GESTELLTE AUFGABE 1
Gib die Einträge wortgetreu wieder. Beginne mit der ersten Zeile der Einträge und höre nach der Zeile auf, die „top-left (159, 290), bottom-right (291, 326)“ enthält.

The Legend of Zelda: Breath of the Wild (Wii U) REVIEW
Für die jüngst erschienene Nintendo Switch ist es der Launch-Titel schlechthin, für die Wii U ist es das wohl fulminanteste Abschiedsgeschenk, welches eine Nintendo Konsole je erhalten hat: The Legend of Zelda: Breath of the Wild. Das Besitzer der Switch an dem Titel kaum herum kommen steht außer Frage. Doch wie sieht es mit der Version für die nun „alte“ Wii U aus? Lohnt sich der Kauf dennoch? Sind die technischen Unterschiede letztlich gar nicht so groß? Und ist das Abenteuer auf der angestaubten Hardware ähnlich atemberaubend, wie auf der Switch? Ja, ja und nochmals ja!
Hach!!!

GESTELLTE AUFGABE 2
Zitiere aus der Rezension zu Breath of the Wild wörtlich die Stelle, die bei den Worten „The Legend of Zelda: Breath of the Wild (Wii“ beginnt und nach den Worten „und nochmals ja!“ endet.

EINTRÄGE
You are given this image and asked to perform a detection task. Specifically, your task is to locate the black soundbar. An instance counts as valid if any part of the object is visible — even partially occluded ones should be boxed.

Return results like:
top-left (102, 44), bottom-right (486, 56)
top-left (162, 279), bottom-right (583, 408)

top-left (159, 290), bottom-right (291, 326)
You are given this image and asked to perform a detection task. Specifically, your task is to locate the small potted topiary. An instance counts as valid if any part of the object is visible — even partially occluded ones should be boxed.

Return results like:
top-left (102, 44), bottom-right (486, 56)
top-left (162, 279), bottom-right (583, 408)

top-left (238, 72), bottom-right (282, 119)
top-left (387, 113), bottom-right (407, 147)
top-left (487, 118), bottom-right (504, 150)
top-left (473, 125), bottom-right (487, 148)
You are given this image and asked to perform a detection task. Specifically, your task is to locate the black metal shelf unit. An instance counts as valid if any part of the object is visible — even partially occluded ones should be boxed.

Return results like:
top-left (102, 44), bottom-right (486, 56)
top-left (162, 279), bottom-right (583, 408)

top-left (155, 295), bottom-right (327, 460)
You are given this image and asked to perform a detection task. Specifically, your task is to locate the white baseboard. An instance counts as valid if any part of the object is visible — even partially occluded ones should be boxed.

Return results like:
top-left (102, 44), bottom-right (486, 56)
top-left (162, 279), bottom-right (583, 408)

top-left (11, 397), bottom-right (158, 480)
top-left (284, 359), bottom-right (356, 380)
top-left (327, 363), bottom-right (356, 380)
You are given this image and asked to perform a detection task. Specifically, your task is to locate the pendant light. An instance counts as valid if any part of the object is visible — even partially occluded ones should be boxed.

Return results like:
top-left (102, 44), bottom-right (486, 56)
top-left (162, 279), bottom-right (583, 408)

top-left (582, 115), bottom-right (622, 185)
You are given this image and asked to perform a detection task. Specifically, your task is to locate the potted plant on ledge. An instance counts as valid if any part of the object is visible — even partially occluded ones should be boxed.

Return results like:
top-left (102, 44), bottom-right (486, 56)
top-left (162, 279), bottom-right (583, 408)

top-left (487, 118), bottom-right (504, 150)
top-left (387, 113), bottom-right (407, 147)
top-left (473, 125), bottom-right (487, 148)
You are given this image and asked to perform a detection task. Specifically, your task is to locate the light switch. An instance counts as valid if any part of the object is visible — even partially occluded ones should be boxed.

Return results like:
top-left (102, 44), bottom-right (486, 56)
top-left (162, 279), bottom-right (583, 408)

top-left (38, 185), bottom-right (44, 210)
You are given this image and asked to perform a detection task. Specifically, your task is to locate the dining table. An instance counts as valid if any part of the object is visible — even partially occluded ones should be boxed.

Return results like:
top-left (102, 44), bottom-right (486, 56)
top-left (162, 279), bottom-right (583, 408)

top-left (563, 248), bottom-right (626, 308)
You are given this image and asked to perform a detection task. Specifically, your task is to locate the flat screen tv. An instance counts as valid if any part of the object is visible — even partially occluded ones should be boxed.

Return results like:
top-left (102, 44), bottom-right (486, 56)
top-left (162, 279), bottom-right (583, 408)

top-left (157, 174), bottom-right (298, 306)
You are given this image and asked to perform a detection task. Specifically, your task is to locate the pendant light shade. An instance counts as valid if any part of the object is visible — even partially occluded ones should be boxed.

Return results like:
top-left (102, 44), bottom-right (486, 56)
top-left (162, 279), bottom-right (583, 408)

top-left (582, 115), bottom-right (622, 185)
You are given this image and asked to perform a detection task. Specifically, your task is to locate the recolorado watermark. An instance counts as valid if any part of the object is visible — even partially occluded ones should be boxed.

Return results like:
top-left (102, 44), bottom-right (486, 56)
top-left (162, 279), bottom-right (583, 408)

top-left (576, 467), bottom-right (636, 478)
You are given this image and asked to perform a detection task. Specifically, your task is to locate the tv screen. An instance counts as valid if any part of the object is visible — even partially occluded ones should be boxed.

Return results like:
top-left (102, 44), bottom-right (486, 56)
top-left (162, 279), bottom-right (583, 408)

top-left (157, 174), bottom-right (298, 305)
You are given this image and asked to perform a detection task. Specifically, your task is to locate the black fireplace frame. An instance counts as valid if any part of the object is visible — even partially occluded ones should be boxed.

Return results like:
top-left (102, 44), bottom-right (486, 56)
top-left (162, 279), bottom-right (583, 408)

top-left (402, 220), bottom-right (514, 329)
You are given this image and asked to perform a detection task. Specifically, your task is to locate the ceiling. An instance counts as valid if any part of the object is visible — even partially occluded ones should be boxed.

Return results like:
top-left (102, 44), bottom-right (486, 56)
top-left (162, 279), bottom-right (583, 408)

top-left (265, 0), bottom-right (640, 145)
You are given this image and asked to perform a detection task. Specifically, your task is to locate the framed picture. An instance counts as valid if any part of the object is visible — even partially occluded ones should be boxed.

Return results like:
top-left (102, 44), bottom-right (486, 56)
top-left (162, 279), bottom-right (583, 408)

VOLLSTÄNDIGE LÖSUNG 1
You are given this image and asked to perform a detection task. Specifically, your task is to locate the black soundbar. An instance counts as valid if any part of the object is visible — even partially occluded ones should be boxed.

Return results like:
top-left (102, 44), bottom-right (486, 56)
top-left (162, 279), bottom-right (583, 408)

top-left (159, 290), bottom-right (291, 326)

VOLLSTÄNDIGE LÖSUNG 2
The Legend of Zelda: Breath of the Wild (Wii U) REVIEW
Für die jüngst erschienene Nintendo Switch ist es der Launch-Titel schlechthin, für die Wii U ist es das wohl fulminanteste Abschiedsgeschenk, welches eine Nintendo Konsole je erhalten hat: The Legend of Zelda: Breath of the Wild. Das Besitzer der Switch an dem Titel kaum herum kommen steht außer Frage. Doch wie sieht es mit der Version für die nun „alte“ Wii U aus? Lohnt sich der Kauf dennoch? Sind die technischen Unterschiede letztlich gar nicht so groß? Und ist das Abenteuer auf der angestaubten Hardware ähnlich atemberaubend, wie auf der Switch? Ja, ja und nochmals ja!